» Предложенный отрывок:
■ ■ ■ ■ ■ ■ ■

Читает. А потом смотрит на меня – пристально. И я читаю в его взгляде сначала – холодное изумление («ведь тут всё понятно!»), потом – там что-то загорается, и, наконец, – сам он краснеет, а зрачки его глаз разливаются, и из их черной глубины на меня смотрит что-то… Я не знаю, как сказать, но – точно вся его сущность, всё его внутреннее – в этих разлившихся зрачках, окаймленных прозрачно синей льдистой ленточкой…
Сегодня утром за мной посылали с (кооперативных) курсов – помогать делать декорации (к спектаклю). Я не знала там – как (и) за что взяться? И вот – после этого часа – у меня всякое настроение пропало ко всему, и дома я не могла уже кончить своего последнего плаката… Смазала, бросила, и Зина (сестра) потом вырезала то, что осталось «красивым»…
Была на уроке. Всё прошло хорошо. Но потом… И сейчас…
Что-то сделалось с сердцем: оно дрожит, «трепыхается» – по одному из народных выражений. И всё веселое настроение пропало: я ничего не могу собрать – из своих мыслей и чувств…
Только что была Лида (Лазаренко).
– Приходите вечером в театр! Непременно!..
– Да, но я не знаю… Нет ни малейшего желания…
С ней я отправила – до (почтового) ящика – письмо-открытку. Ах, эта открытка! Написать ее стоило немножко нервов. И не она ли окончательно прогнала всё мое равновесие? Во всяком случае, в том месте, где у людей находится сердце, я чувствую что-то лишнее, мешающее – «трепыхающееся». И теперь уж я не уверена – как еще утром, – что в театре всё будет весело и интересно… Не хочется идти. Точно – предчувствие чего-то нехорошего…
Как далеко ушло всё дурачество телеграфных дежурств…
И Кощеев затуманился совсем. А ведь он-то и был поводом к дурачествам.

■ ■ ■ ■ ■ ■ ■

» Содержимое набора данных:
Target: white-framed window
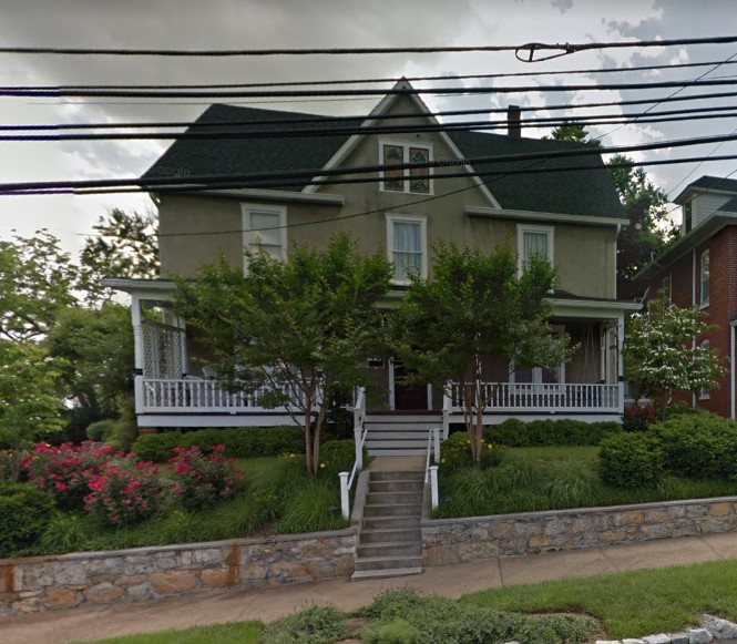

■ ■ ■ ■ ■ ■ ■

» Условие задачи:
Продолжите отрывок из дневника, начав сразу после его последней фразы.

» Ответ на задание:
Вчера (27 марта, в театре) мне было хорошо. Безотносительно. В пьесе рассказывалась история нравственного перерождения человека – перерождения любовью. И конечно – сильного, страстного, презирающего условности человека, не знающего препятствий ни в чем. Человека, равно способного на добро и зло и до сих пор приносящего окружающим только зло. Рассказывалась в давно ушедших в прошлое образах старопомещичьего уклада жизни…
В антрактах рассматривались декорации – работы Фирсова338, говорилось с ним кой о чем, – с Володей, Зиной (сестрой), Полинькой, Федором Ивановичем339. И странно: чувства чужести в этой большой толпе не было – как обычно (бывает)…
Лида (Лазаренко) была тут – за столиком с книжками, в своем старообрядческом платке340 с парчовыми узорами золотых листьев по коричневому фону. С ней разговаривало много народу, и, когда я хотела пойти спросить ее о каких-то пустяках, мне говорили:
– Не ходи! Она занята!..
А я отвечала:
– Ну-у! Для меня она никогда не занята! Как вы думаете, Володя?
– Я с вами согласен, – ответил он.
Я подходила. Ей было грустно – не хватало «полноты». В последний раз я подошла – с ней говорил какой-то невзрачный худой блондин341. Я затрудняюсь определить его лет. Да это и не важно. Это – живой и живущий человек, которому трудно было прийти в театр – из тишины своей комнаты, но который пришел – для Лиды, по ее просьбе – и не «ругался», потому что с ней он чувствовал себя – «как у себя в комнате». Моя любимая, она представила меня ему, сказав:
– Это – моя подруга…
И он заметил:
– Это – хорошо…
А Лидочка договорила:
– Которую я очень люблю и которая меня любит.
– А это еще лучше! Потому что, если человека никто не любит, значит, в нем нет хороших качеств.
– А может быть, его никто не понимает?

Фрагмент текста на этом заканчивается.